= Excerpted data =
-- start --

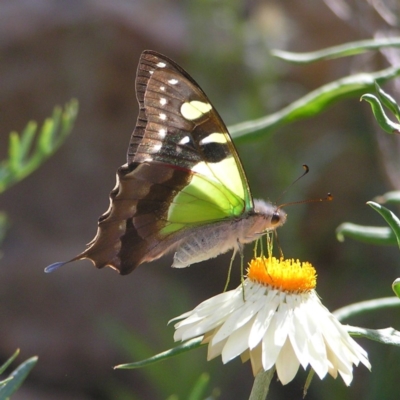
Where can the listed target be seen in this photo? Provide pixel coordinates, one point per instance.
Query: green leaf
(9, 361)
(18, 376)
(388, 101)
(28, 150)
(384, 336)
(396, 287)
(363, 307)
(384, 122)
(344, 50)
(366, 234)
(389, 217)
(182, 348)
(313, 103)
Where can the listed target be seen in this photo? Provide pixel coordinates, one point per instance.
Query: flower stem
(261, 384)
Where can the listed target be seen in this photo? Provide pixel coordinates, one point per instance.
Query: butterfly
(183, 187)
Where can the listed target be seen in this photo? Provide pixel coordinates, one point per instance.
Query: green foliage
(378, 235)
(28, 150)
(343, 50)
(14, 380)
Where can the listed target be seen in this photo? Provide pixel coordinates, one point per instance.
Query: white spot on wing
(194, 109)
(184, 140)
(156, 148)
(213, 138)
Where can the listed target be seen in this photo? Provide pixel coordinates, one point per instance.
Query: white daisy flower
(278, 321)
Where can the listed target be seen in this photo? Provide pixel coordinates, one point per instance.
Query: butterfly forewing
(182, 177)
(178, 125)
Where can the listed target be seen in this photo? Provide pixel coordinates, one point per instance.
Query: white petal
(240, 317)
(270, 349)
(287, 363)
(214, 351)
(236, 343)
(263, 319)
(256, 359)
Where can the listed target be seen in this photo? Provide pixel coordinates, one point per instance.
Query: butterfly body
(183, 188)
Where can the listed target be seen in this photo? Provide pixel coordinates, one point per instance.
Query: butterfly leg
(230, 269)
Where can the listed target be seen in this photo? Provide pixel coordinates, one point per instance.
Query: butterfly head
(272, 216)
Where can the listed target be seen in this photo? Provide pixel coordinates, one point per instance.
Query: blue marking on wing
(53, 267)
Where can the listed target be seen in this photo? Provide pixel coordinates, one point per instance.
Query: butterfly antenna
(328, 197)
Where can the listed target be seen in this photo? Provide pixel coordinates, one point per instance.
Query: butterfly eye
(275, 218)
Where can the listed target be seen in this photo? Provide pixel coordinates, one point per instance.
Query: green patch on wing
(202, 201)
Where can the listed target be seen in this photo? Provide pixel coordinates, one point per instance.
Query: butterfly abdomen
(208, 242)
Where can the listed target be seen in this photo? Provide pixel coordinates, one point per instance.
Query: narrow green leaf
(14, 152)
(9, 361)
(384, 122)
(182, 348)
(384, 336)
(45, 140)
(343, 50)
(388, 101)
(26, 139)
(396, 287)
(313, 103)
(366, 234)
(363, 307)
(389, 217)
(30, 149)
(18, 375)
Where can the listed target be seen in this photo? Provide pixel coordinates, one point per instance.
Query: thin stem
(261, 384)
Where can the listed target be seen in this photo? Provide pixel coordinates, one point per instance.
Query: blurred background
(81, 321)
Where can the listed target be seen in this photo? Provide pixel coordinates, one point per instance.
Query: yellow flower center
(286, 275)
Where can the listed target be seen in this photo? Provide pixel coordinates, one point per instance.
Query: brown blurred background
(75, 319)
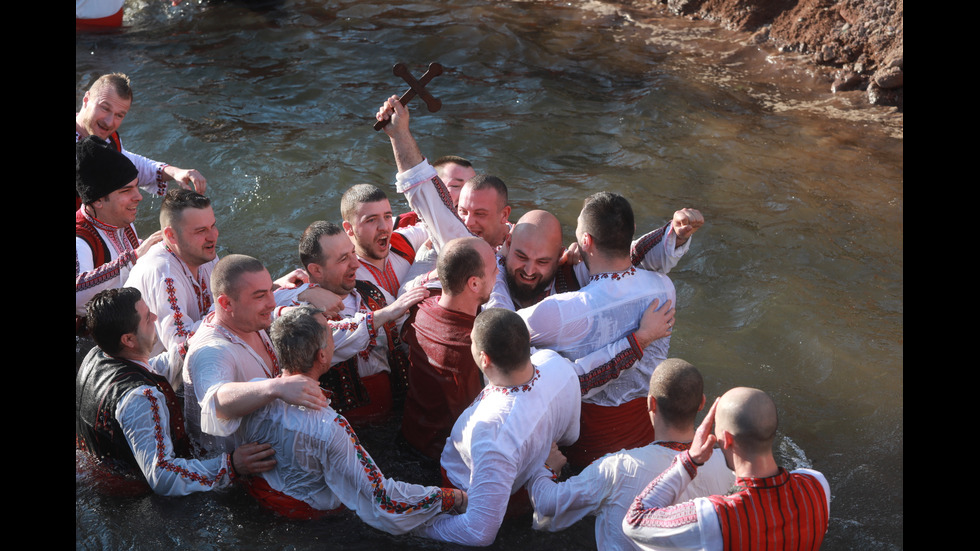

-- end --

Pull out every line of the items above that contains the word "white". Case counts.

= Complete response =
Query: white spot on wing
Query: white daisy flower
Query: white petal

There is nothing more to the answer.